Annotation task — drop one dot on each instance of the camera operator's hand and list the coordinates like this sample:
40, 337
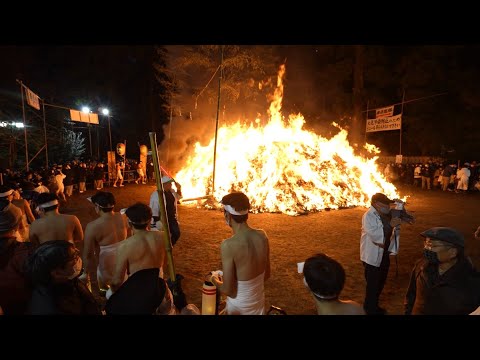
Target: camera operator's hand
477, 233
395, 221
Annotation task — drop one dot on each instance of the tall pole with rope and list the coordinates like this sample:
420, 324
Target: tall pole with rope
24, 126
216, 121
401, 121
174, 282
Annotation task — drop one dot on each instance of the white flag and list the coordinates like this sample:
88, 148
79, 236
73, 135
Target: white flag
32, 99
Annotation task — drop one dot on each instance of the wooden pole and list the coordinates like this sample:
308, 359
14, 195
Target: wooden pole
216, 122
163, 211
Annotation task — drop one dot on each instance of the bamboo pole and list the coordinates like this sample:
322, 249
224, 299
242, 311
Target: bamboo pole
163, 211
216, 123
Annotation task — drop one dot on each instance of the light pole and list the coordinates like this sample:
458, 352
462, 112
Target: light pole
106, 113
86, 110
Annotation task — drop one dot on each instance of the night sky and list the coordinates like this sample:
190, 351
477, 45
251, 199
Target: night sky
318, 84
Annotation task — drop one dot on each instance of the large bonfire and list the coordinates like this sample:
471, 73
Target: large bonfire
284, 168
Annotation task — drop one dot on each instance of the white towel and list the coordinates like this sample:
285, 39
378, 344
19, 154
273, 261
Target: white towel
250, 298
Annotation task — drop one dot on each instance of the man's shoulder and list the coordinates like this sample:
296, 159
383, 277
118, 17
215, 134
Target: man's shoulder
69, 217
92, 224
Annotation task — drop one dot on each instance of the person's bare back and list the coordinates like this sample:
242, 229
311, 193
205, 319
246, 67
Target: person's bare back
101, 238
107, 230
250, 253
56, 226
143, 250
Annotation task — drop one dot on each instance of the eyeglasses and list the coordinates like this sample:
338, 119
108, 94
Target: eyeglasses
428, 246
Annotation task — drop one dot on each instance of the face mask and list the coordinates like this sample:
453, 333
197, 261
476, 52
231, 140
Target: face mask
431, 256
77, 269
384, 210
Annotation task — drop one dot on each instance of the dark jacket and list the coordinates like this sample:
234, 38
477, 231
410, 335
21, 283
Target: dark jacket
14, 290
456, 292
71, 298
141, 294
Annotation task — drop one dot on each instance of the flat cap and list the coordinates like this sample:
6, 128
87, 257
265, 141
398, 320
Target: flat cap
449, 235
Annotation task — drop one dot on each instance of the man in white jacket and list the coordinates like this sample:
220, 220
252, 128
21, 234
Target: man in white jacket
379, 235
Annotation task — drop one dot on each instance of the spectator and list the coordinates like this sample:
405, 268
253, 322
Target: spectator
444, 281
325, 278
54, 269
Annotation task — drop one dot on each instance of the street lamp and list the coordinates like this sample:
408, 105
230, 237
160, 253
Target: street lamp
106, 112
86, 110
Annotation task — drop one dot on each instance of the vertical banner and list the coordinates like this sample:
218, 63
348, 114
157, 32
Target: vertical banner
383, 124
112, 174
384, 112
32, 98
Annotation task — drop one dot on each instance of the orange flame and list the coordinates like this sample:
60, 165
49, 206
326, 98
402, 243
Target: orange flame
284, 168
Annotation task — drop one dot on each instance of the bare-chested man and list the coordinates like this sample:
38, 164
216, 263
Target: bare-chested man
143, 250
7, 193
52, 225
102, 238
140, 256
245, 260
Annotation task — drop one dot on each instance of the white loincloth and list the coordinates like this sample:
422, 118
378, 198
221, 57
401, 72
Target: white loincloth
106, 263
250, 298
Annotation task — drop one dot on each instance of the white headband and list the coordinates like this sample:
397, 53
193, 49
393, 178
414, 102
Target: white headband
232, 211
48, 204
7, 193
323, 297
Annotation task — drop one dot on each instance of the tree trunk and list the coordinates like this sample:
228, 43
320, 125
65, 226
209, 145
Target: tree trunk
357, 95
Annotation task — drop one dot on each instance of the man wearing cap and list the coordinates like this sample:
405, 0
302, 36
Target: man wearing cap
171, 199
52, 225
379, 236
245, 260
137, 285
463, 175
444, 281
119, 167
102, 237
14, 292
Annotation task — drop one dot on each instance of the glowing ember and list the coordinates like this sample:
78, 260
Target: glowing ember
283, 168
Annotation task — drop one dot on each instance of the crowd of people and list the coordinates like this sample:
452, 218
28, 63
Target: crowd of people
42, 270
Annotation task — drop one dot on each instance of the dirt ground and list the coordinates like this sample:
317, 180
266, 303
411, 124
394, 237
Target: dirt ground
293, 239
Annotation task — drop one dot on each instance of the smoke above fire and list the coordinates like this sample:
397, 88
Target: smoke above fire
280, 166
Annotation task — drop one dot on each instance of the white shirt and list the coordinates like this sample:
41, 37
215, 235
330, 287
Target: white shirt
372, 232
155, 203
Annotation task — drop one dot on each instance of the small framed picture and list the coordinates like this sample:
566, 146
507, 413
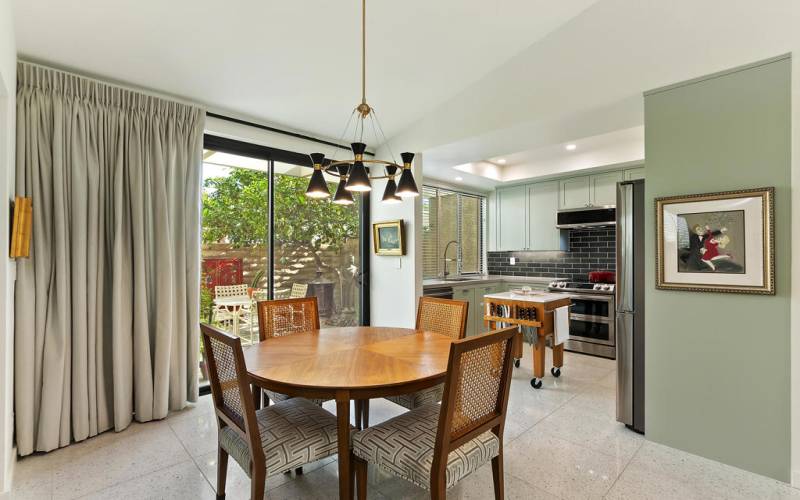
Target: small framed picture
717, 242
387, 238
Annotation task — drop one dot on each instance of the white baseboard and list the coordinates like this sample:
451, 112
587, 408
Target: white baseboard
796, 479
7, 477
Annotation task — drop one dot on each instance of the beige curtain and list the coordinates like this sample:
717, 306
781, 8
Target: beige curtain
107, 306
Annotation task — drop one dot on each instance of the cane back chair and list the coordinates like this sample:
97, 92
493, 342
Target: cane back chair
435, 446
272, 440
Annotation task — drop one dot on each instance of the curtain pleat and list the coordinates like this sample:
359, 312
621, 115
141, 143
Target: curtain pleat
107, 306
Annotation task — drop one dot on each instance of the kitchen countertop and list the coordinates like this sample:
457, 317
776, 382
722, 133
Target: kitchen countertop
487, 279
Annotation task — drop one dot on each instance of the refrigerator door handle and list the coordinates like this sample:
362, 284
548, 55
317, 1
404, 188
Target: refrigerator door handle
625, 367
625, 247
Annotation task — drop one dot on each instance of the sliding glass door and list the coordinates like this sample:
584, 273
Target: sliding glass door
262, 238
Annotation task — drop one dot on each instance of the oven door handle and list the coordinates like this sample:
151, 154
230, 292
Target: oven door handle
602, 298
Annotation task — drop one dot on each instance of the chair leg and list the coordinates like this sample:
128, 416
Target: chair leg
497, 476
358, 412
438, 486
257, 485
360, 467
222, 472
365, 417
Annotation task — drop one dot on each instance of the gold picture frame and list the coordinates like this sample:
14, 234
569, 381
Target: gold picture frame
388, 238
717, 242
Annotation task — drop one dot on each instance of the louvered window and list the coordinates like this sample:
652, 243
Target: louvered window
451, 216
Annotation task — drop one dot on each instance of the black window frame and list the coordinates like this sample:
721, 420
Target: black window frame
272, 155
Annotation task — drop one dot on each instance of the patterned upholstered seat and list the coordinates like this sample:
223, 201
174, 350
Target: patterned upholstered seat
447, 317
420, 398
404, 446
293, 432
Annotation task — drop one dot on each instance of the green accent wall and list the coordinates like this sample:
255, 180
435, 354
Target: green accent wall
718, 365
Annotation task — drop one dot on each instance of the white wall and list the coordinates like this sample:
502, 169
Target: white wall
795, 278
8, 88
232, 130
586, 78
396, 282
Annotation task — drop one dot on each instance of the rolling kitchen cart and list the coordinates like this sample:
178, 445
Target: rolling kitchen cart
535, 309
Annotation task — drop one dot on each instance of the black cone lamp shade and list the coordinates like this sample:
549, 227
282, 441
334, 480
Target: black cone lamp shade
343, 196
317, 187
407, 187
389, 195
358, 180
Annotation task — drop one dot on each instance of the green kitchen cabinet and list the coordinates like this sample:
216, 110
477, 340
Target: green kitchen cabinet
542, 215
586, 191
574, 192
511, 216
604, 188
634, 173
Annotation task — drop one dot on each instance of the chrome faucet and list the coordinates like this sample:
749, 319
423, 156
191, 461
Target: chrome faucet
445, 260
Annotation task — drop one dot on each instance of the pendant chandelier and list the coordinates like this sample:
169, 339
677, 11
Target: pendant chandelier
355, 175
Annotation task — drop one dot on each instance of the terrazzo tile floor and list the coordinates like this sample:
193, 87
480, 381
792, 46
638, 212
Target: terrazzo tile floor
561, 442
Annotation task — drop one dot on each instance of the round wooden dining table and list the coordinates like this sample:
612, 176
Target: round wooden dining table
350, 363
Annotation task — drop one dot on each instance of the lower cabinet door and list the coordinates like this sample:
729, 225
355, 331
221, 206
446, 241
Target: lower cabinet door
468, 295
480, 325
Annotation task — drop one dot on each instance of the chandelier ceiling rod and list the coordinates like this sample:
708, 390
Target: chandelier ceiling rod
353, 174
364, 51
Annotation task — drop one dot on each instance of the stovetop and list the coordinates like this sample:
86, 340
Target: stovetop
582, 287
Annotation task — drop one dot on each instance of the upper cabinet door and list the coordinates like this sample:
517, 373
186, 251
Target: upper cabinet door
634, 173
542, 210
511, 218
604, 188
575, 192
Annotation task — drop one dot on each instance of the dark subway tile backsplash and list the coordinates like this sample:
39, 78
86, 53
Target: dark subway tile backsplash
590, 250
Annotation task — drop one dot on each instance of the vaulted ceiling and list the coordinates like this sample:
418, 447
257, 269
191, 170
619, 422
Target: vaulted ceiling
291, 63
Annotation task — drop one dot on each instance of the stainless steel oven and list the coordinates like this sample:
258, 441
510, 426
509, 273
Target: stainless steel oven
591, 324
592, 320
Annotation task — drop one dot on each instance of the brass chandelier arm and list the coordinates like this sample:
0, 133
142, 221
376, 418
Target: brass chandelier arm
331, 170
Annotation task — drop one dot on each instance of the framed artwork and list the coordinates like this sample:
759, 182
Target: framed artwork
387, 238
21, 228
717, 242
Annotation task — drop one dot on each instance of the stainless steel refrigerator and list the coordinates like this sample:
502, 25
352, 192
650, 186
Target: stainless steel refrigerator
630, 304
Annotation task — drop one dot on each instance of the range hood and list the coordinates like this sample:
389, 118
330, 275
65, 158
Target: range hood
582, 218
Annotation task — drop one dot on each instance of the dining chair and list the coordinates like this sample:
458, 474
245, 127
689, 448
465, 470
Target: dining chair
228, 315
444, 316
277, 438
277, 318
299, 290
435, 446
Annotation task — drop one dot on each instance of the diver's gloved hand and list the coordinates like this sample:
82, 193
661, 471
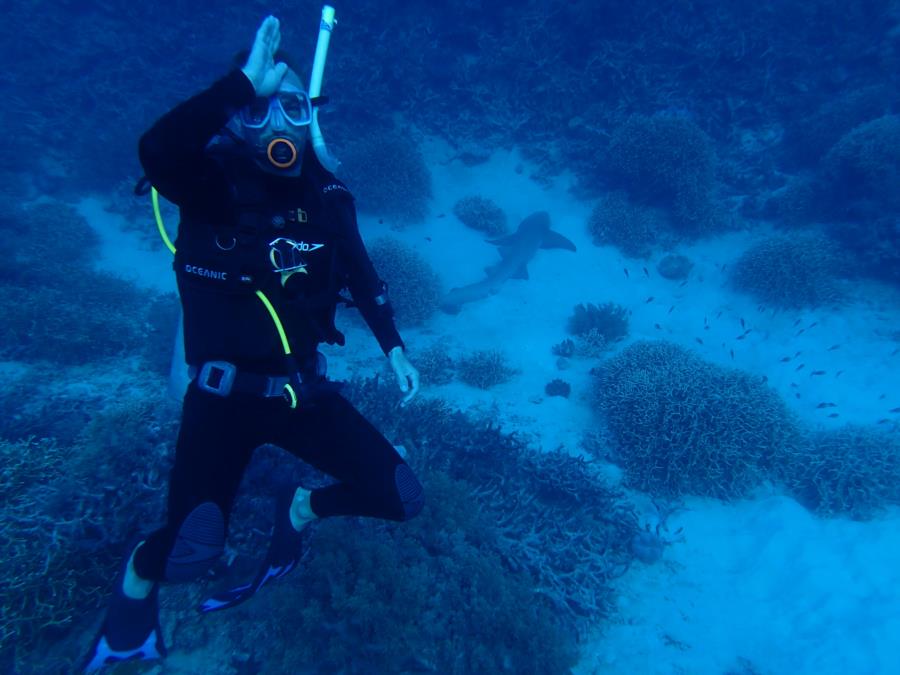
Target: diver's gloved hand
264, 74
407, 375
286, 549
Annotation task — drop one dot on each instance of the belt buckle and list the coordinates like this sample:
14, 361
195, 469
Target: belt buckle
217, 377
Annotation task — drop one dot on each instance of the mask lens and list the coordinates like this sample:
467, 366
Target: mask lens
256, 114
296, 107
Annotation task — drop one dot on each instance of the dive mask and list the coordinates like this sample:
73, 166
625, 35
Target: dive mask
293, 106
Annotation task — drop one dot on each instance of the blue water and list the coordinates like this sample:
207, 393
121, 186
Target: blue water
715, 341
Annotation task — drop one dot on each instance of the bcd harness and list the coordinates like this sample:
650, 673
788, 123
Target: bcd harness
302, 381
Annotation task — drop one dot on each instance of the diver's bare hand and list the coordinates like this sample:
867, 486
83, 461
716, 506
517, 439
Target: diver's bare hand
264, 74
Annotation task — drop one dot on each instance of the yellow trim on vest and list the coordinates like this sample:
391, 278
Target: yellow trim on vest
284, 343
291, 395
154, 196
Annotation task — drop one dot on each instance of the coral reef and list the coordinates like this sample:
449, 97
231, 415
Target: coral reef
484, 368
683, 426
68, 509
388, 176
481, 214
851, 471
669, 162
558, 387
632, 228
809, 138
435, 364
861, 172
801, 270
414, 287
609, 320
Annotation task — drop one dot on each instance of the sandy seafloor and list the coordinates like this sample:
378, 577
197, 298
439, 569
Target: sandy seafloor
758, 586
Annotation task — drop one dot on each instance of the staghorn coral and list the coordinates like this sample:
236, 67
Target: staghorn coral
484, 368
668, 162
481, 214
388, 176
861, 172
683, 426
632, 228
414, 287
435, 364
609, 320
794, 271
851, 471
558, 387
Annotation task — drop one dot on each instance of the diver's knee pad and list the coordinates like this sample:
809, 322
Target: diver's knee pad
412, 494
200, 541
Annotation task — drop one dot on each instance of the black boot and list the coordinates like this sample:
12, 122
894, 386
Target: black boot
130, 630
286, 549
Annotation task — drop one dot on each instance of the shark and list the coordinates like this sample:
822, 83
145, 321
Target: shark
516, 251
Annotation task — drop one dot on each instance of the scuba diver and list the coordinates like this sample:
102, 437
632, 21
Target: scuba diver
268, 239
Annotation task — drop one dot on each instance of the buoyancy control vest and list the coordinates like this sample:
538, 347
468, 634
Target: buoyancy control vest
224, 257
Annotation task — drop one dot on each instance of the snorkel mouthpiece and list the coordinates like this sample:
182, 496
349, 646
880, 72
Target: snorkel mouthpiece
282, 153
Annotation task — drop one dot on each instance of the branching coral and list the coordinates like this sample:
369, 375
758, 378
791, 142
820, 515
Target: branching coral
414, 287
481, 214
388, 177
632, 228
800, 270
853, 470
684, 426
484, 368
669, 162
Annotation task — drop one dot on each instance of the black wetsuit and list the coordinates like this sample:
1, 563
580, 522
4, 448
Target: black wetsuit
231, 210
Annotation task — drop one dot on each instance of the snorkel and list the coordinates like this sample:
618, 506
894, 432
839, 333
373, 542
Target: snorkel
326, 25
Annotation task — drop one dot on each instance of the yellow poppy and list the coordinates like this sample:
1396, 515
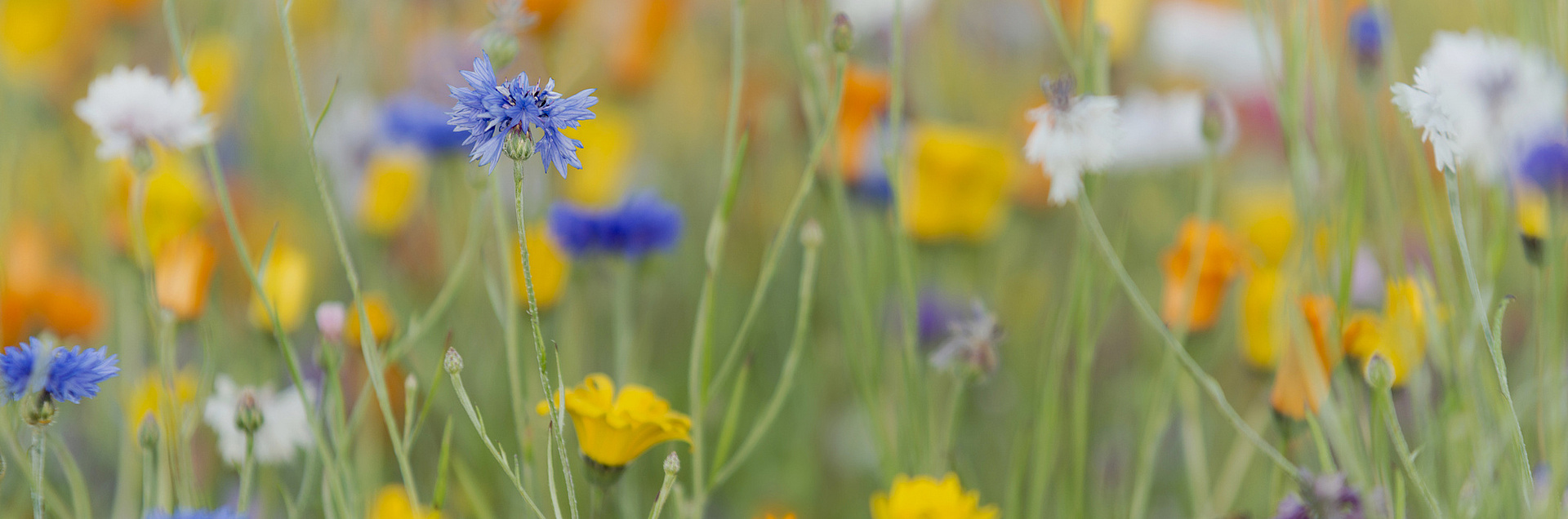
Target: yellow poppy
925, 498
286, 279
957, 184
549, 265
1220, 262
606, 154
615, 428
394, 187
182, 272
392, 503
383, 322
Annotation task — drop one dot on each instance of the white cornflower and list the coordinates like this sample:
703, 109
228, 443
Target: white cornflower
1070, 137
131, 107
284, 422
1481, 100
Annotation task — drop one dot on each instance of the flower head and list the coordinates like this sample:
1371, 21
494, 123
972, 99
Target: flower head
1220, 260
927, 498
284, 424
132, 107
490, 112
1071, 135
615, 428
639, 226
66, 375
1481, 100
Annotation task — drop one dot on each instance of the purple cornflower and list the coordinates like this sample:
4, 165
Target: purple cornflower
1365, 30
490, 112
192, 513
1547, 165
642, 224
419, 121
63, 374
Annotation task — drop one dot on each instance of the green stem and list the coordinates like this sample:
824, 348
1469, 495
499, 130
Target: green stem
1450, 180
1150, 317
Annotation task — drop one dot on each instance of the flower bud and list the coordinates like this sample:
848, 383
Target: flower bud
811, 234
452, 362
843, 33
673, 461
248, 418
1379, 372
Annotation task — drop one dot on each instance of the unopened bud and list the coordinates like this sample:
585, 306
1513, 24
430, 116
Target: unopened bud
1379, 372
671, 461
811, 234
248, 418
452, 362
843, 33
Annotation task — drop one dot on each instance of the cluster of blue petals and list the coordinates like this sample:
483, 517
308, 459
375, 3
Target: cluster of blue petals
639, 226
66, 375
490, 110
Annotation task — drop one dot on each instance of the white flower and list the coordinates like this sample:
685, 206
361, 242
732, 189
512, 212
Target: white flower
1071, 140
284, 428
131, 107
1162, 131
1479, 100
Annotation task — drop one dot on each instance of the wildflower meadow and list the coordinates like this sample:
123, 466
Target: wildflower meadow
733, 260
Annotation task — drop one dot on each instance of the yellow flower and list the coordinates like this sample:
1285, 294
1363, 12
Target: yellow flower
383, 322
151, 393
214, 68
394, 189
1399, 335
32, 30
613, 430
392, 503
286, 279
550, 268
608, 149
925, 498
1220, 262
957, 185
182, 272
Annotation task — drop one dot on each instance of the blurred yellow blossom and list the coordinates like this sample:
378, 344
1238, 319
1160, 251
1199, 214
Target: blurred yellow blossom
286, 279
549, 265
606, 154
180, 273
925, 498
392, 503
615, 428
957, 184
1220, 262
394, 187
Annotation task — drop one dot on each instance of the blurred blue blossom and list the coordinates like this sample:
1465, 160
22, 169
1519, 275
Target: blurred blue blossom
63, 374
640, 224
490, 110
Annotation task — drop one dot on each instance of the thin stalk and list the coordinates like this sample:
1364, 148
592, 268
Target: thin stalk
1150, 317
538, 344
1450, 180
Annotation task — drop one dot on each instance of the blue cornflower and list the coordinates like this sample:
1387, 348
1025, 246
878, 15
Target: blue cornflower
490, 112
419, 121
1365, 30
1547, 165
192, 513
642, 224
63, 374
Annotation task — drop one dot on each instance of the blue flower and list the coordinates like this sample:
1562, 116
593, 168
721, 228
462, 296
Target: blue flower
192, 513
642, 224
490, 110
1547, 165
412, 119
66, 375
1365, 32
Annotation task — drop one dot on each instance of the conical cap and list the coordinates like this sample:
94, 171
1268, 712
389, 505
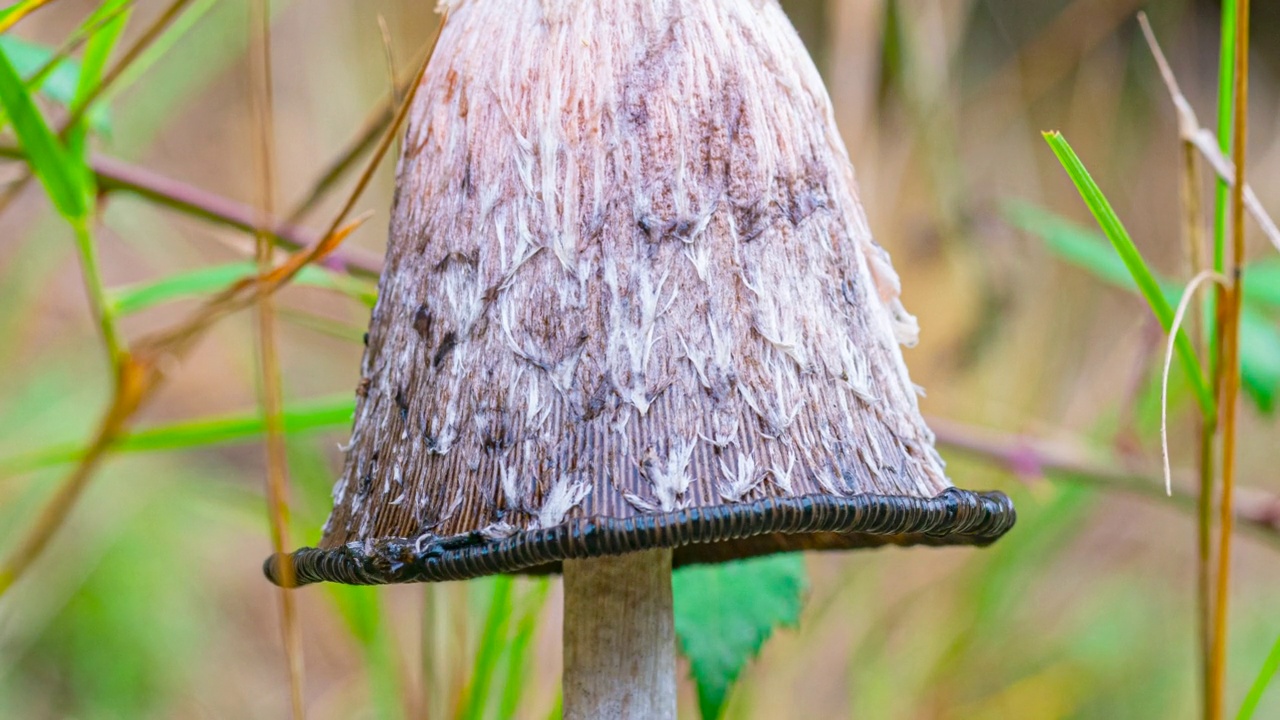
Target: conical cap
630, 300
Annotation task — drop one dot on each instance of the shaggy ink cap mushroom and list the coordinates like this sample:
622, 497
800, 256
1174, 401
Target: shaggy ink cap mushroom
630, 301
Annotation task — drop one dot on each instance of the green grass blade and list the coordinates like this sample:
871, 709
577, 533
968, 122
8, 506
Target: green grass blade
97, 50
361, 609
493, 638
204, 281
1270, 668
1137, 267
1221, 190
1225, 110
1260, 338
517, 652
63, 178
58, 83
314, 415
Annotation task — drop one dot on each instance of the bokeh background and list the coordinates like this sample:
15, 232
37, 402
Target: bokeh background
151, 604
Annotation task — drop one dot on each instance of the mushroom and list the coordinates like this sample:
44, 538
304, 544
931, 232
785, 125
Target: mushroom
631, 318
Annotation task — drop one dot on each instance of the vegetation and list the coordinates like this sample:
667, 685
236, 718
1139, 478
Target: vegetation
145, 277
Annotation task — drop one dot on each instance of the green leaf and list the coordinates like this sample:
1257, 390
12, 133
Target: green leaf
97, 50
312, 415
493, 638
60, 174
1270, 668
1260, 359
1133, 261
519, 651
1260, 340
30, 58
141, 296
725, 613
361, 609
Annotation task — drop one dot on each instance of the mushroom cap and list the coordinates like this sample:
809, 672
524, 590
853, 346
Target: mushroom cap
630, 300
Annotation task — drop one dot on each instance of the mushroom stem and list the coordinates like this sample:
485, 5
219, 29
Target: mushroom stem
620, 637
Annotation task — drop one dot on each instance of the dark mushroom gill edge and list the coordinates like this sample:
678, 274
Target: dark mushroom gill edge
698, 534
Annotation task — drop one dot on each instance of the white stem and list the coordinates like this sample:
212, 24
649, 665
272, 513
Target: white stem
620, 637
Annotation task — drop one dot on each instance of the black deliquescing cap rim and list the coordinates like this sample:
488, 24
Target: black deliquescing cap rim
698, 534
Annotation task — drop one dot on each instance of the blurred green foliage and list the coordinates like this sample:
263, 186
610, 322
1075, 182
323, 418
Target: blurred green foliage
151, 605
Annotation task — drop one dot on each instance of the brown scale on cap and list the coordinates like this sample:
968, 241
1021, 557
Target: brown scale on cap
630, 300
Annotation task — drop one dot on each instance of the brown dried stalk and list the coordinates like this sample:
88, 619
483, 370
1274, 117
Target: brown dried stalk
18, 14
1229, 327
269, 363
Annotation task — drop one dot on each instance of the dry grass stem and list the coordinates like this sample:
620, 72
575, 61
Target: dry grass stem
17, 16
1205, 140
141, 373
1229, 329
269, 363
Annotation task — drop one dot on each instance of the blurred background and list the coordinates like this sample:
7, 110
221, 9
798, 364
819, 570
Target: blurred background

WHAT YOU SHOULD DO
Repeat exactly the lines from the line containing "of the vegetation" through the last line of the records above, including both, and nothing else.

WRITTEN SOLUTION
Annotation task — drop one dot on each instance of the vegetation and list the coordinates like this sample:
667, 685
236, 718
1139, 478
Target: vegetation
145, 277
Annotation task — drop one dot on each instance of the green leaf and list the coordinates like this sample:
1257, 390
12, 133
Target: green leaf
97, 50
312, 415
493, 638
60, 174
1270, 668
1260, 359
1133, 261
519, 651
1260, 340
30, 58
141, 296
725, 613
361, 609
Annotation task — drop one dot on each instance of the mushroom cap and list the coordinates like this sample:
809, 672
524, 590
853, 346
Target: mushroom cap
630, 300
Annotation task — drop one dot on each instance of the mushroom stem and list the coordinates like this sample:
485, 5
219, 29
Target: mushroom stem
620, 637
Annotation task — drop one dot on each instance of the dark mushroom gill edge and list the coordinates like this sample:
678, 274
Target: dark mushroom gill edge
698, 534
Annotation task — drop one dot on each instance of the white stem and list the coordinates like this sample:
212, 24
649, 665
272, 513
Target: white stem
620, 637
Annotation task — drop one dot on each instance of the black deliquescing cap rim and list the coordinates like this sample:
488, 24
Target: black deliquescing cap rim
698, 534
Annotation task — drop one dot on each instance of the blurred green foliage and list the coordinates like this sample:
263, 186
610, 322
1075, 182
323, 418
Target: blurred green foliage
151, 605
Annotation task — drop one dot on each instance of the brown scale on cap and list the coordinates like this sample:
968, 241
1021, 557
Target: brown scale on cap
630, 300
Annotation task — drop one dot on each instance of the brown dried stalk and list the coordinates like this sample:
88, 619
483, 370
1274, 117
Target: brown dried stalk
18, 14
1229, 327
269, 363
Annotation task — drop one dot on each instance of the dry grass stem and list the coordinates like this sample:
620, 72
575, 61
Target: dry grass stem
17, 16
1205, 140
141, 373
1229, 329
269, 363
Annotation task — drop one dot on each instance of the blurred background and list the coordinates like this sample:
7, 110
221, 9
798, 364
819, 570
Target: blurred background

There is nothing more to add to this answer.